[Photo object pointing records]
--

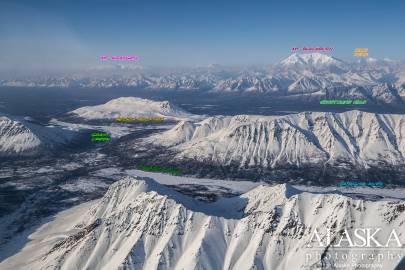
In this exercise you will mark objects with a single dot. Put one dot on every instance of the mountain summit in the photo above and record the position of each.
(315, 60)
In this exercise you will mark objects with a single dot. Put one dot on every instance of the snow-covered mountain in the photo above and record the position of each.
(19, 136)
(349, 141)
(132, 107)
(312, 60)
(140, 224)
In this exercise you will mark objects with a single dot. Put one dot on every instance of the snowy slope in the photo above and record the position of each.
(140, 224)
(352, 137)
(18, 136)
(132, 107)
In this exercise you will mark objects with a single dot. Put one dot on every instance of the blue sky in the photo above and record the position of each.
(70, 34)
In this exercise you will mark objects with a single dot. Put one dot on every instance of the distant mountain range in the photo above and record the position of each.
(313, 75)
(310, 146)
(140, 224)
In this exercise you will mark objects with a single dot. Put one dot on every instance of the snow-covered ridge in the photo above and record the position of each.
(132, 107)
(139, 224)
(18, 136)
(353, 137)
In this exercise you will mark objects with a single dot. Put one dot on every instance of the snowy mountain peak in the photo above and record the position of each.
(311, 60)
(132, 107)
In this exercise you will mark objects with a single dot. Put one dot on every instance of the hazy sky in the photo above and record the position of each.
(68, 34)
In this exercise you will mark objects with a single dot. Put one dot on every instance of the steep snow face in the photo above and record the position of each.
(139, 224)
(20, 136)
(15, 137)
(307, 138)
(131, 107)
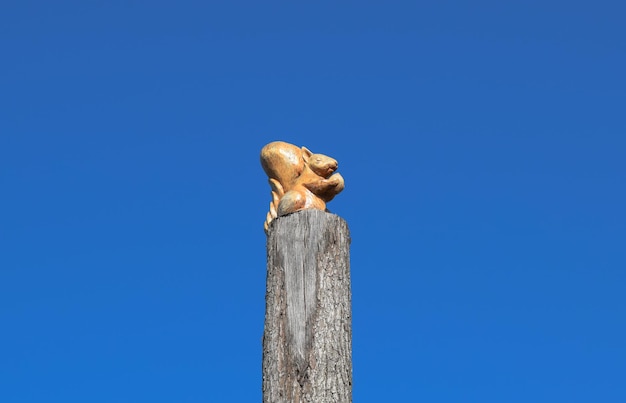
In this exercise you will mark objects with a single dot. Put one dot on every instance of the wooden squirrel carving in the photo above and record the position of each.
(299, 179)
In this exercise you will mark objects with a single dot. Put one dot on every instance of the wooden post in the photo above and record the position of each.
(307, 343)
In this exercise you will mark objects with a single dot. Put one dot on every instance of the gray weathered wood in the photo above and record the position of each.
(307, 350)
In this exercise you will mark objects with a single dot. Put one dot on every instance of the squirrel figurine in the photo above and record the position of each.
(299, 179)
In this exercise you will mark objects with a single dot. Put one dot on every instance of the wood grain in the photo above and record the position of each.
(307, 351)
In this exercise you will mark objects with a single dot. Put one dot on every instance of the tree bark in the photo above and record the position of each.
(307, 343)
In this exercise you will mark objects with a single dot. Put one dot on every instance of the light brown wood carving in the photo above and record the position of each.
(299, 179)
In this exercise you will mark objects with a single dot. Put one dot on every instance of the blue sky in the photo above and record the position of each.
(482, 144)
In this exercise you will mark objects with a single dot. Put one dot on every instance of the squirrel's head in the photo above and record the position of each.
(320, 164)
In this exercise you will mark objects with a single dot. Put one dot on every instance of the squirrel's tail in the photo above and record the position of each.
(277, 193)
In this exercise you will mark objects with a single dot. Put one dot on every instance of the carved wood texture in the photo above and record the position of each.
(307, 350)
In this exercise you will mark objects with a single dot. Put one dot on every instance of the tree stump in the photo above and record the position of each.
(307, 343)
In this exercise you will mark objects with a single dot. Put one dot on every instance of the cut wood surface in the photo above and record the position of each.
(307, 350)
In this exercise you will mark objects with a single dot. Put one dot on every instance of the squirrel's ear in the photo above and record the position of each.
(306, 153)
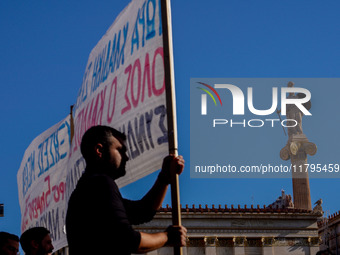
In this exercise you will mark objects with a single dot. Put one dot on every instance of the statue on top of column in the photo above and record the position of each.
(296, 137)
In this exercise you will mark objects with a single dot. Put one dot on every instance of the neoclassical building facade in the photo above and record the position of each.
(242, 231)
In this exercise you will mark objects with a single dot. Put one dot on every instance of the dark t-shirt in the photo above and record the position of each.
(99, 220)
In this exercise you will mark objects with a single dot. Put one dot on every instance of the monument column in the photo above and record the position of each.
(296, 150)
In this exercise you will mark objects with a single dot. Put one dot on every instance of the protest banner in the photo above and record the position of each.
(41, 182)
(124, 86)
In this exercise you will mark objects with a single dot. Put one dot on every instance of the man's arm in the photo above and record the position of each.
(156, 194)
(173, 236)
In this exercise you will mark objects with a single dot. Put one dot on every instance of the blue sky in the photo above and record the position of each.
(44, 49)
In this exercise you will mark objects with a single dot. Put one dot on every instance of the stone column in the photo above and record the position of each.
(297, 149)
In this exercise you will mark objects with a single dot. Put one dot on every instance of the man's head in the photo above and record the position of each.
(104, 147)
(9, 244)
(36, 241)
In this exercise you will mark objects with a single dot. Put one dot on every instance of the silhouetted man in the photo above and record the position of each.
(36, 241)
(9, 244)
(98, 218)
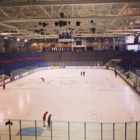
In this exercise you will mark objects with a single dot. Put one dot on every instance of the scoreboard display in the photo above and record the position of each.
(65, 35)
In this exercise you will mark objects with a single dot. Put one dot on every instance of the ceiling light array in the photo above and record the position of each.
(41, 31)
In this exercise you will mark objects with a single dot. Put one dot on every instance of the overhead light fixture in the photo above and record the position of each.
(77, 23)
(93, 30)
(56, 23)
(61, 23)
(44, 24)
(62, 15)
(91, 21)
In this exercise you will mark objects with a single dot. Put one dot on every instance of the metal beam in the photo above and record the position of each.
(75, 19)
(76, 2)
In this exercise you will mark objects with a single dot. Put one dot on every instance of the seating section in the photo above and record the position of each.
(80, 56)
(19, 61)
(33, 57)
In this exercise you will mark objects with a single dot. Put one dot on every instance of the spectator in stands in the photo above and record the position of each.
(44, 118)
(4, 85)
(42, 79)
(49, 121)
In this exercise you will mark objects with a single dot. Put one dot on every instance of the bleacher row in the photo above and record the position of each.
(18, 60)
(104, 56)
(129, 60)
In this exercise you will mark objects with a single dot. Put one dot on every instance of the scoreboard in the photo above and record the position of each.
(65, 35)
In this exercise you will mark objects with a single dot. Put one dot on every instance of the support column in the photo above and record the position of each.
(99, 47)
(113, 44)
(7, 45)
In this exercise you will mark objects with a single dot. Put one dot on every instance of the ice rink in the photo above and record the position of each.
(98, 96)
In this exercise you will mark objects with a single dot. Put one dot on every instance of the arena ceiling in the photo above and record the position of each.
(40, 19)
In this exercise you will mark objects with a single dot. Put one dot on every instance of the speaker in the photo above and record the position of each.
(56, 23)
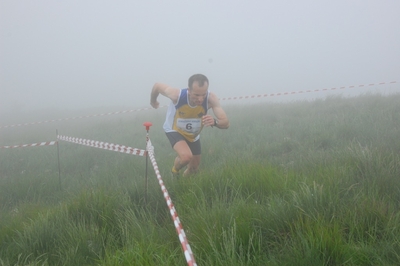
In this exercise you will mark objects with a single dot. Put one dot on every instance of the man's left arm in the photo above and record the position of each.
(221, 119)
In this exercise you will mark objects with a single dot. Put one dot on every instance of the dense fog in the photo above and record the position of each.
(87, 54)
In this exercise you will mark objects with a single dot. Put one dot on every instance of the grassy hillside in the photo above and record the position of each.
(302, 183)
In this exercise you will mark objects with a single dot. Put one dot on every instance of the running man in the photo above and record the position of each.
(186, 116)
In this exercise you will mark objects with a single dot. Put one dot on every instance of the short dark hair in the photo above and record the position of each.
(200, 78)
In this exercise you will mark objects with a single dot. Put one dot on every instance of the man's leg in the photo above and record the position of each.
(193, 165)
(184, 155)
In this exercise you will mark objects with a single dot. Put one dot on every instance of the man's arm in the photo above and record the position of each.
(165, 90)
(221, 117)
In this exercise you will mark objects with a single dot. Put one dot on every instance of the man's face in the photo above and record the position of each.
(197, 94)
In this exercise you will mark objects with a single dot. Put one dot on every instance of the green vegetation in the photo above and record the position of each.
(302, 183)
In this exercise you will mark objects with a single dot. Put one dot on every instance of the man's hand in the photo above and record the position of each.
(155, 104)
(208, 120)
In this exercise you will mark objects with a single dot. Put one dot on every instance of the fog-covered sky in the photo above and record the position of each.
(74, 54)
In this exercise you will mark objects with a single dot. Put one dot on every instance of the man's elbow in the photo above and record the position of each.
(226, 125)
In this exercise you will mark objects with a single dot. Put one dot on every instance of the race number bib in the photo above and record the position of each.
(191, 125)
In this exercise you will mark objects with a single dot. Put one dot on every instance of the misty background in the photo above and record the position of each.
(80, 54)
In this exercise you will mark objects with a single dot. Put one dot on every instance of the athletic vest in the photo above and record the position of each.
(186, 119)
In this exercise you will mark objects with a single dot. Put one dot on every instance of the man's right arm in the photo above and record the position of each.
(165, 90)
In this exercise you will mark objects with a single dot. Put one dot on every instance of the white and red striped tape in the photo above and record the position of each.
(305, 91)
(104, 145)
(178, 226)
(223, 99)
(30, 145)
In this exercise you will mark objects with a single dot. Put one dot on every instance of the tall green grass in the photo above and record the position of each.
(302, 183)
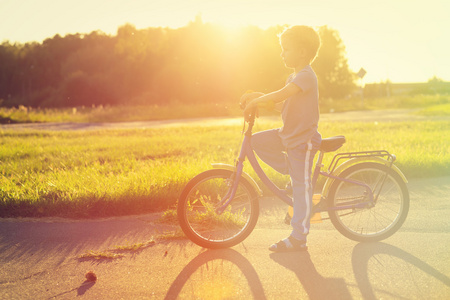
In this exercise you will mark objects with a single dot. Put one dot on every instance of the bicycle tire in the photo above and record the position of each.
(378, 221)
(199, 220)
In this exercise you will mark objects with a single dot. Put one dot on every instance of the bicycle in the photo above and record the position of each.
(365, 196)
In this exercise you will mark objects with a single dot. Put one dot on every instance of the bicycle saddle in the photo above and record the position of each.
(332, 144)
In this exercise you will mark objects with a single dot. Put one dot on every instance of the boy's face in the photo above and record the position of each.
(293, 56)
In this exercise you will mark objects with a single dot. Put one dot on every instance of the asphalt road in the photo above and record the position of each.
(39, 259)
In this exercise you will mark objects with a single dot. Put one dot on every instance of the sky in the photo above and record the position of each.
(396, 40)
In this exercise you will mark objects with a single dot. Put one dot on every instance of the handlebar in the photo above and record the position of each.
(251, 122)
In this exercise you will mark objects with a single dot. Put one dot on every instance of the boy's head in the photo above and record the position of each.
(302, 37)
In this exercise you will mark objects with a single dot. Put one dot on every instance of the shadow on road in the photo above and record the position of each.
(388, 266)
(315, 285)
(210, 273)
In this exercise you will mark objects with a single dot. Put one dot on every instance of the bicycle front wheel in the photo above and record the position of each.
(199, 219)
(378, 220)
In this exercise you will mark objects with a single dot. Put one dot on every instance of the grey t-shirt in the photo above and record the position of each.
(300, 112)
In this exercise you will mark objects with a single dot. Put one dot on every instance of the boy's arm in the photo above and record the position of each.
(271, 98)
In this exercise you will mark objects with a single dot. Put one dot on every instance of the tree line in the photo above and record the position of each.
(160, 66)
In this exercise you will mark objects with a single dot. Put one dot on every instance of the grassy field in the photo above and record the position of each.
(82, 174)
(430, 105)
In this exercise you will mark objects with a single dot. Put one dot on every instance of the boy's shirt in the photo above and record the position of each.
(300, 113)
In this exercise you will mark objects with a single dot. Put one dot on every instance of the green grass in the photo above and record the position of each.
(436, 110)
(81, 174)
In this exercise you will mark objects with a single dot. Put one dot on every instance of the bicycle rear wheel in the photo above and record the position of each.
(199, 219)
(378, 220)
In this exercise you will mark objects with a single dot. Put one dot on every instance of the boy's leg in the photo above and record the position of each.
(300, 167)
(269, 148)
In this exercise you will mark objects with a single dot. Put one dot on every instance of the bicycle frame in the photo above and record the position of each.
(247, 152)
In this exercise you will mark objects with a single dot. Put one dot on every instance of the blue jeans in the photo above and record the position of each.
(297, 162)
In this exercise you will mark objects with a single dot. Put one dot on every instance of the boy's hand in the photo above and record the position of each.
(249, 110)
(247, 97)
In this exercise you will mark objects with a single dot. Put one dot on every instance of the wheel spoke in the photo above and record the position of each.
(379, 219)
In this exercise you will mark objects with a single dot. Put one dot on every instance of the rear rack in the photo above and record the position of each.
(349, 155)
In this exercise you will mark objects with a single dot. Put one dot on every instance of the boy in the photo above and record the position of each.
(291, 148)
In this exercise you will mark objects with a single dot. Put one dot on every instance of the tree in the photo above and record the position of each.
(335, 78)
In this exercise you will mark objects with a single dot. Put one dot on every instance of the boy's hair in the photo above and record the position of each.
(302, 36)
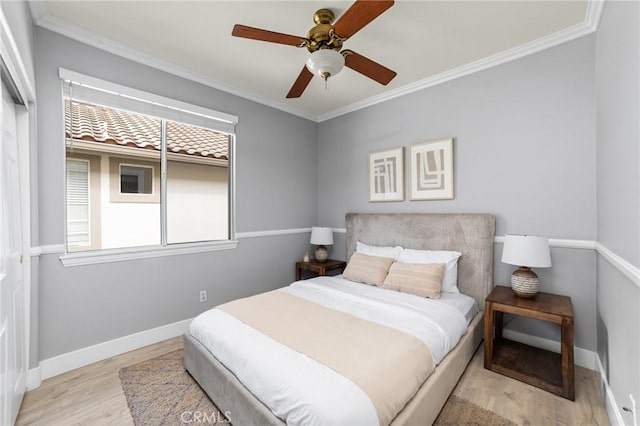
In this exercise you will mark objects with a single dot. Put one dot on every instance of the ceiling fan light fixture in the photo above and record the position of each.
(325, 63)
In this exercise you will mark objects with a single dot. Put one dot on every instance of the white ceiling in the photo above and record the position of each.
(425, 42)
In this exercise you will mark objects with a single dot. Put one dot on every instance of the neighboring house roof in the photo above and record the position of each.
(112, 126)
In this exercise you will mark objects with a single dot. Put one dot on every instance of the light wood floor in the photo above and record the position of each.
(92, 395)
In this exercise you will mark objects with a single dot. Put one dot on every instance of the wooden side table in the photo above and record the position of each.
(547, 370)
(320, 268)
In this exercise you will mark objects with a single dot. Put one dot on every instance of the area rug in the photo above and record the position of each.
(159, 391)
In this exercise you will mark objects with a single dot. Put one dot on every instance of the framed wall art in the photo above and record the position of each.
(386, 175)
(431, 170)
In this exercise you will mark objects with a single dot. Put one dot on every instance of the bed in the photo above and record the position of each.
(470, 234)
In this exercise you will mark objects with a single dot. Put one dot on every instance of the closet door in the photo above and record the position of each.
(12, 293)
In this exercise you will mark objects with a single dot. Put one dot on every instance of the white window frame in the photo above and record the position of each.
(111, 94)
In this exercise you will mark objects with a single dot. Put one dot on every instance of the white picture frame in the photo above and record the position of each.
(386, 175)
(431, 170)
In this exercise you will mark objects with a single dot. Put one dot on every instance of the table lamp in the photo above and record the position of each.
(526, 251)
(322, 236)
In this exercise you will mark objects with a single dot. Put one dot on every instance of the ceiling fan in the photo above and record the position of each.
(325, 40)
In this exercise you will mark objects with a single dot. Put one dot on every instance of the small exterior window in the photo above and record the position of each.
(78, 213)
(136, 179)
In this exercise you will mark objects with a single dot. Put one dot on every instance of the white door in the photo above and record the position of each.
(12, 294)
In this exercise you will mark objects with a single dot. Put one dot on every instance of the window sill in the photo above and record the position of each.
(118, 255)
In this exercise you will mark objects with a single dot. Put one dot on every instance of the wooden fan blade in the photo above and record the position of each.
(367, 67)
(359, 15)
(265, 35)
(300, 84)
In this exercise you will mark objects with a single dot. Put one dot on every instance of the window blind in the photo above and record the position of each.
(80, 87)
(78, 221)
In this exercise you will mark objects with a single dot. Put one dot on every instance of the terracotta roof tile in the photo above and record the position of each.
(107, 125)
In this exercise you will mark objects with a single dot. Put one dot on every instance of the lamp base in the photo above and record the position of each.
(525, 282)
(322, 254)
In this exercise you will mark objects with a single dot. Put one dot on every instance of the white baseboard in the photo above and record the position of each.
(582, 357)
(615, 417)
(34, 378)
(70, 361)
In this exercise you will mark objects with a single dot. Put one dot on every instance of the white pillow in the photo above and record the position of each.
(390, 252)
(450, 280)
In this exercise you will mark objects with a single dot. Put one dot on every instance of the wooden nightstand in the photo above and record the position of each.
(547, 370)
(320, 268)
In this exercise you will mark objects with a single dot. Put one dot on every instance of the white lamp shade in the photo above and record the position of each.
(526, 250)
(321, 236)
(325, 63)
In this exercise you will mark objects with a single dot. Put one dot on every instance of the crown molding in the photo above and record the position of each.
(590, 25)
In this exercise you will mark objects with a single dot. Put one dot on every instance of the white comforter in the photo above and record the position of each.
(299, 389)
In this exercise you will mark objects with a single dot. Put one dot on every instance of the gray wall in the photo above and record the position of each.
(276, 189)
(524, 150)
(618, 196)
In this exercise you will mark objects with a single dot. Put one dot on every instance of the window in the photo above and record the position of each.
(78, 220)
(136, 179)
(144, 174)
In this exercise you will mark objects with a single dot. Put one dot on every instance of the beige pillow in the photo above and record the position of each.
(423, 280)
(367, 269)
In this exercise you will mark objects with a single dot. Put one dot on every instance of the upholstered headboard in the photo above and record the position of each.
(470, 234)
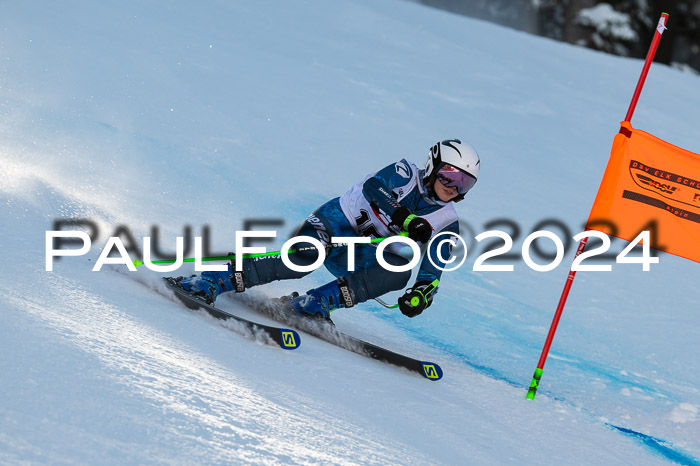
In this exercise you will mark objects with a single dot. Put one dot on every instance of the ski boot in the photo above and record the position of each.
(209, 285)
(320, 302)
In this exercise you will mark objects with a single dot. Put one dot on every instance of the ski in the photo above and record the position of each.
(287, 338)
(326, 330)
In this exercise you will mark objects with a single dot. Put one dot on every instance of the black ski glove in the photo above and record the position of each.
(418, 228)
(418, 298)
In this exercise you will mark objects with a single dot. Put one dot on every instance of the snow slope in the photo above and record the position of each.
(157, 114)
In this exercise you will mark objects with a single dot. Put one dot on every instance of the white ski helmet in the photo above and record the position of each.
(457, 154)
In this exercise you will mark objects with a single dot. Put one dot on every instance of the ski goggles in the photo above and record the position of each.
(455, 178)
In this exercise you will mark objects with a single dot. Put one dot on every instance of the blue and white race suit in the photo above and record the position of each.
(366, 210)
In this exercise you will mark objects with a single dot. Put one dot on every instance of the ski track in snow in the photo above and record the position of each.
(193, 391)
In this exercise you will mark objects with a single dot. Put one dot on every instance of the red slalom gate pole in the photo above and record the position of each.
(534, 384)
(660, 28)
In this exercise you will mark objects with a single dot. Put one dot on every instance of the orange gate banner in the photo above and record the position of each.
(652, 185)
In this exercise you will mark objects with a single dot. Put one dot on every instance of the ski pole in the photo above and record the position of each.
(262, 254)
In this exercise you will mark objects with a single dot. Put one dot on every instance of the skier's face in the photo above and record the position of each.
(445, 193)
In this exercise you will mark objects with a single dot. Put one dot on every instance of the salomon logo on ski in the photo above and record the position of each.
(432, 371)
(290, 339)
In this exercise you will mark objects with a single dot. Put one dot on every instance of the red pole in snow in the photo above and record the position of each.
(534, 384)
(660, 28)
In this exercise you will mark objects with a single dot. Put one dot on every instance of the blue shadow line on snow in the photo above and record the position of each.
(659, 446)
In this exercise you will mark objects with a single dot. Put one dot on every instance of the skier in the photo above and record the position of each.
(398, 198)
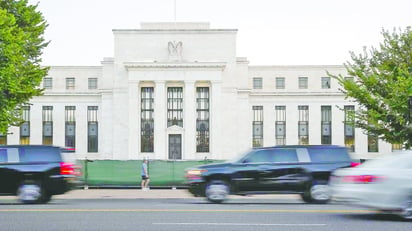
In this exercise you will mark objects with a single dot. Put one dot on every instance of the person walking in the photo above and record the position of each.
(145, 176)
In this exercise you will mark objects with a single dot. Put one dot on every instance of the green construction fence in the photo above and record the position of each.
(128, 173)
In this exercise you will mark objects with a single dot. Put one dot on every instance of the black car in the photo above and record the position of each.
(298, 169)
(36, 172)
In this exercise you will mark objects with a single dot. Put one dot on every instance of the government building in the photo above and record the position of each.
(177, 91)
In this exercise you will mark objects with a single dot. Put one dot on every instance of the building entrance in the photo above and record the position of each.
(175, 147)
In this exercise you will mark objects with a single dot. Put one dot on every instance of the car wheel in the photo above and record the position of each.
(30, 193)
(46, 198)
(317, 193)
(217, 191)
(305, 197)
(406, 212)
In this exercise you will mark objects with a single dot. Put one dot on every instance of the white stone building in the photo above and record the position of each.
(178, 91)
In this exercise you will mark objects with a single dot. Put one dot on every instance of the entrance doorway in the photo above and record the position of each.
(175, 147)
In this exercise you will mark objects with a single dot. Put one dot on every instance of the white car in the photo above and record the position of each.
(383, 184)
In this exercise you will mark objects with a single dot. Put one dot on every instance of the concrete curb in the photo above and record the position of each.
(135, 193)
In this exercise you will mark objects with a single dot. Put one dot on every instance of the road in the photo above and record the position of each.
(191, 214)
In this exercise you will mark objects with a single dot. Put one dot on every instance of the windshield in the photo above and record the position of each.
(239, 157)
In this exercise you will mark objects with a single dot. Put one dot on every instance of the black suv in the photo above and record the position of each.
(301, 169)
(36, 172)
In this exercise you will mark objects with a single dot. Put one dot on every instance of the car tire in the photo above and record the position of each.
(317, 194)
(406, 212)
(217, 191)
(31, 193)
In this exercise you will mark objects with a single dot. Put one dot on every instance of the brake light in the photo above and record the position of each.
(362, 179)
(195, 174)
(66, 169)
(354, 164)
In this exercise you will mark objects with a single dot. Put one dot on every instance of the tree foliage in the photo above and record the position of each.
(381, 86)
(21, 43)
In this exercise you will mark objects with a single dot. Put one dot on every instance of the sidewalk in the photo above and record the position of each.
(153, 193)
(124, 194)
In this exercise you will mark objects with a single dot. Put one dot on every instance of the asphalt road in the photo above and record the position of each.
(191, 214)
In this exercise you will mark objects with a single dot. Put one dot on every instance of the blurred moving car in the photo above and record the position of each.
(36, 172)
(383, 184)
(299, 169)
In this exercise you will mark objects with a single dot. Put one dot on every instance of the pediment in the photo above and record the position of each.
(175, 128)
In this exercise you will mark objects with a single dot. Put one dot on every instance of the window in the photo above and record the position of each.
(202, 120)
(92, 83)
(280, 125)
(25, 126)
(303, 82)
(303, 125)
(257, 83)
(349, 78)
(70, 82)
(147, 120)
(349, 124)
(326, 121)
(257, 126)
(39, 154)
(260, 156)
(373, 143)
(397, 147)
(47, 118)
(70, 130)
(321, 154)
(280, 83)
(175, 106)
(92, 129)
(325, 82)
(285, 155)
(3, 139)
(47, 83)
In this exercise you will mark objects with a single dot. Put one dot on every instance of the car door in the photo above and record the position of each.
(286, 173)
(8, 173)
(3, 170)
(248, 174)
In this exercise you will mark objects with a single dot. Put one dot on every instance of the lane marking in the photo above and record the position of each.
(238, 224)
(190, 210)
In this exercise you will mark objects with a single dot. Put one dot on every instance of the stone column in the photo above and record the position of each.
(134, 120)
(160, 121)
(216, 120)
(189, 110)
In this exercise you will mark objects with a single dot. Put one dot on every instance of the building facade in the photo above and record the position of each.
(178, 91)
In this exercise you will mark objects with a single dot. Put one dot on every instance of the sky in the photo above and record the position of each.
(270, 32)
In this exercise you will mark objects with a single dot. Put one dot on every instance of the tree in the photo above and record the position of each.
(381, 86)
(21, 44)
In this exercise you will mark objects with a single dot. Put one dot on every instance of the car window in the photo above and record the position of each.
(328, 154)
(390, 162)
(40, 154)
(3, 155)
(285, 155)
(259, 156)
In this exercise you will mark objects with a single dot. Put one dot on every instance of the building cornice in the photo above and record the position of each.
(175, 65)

--

Beginning with the line that contains "the car window", quote each line exactly through the last line of the entries above, and nothing beyond them.

In this exercise you will mark objects with a single dot. Put one dot on every instance of the car window in the photo above and record the position of each.
(328, 154)
(390, 162)
(40, 154)
(3, 155)
(285, 155)
(259, 156)
In this exercise you will mark objects with a single dot. Put one dot on every instance of the building cornice in the photo above and record the position of each.
(175, 65)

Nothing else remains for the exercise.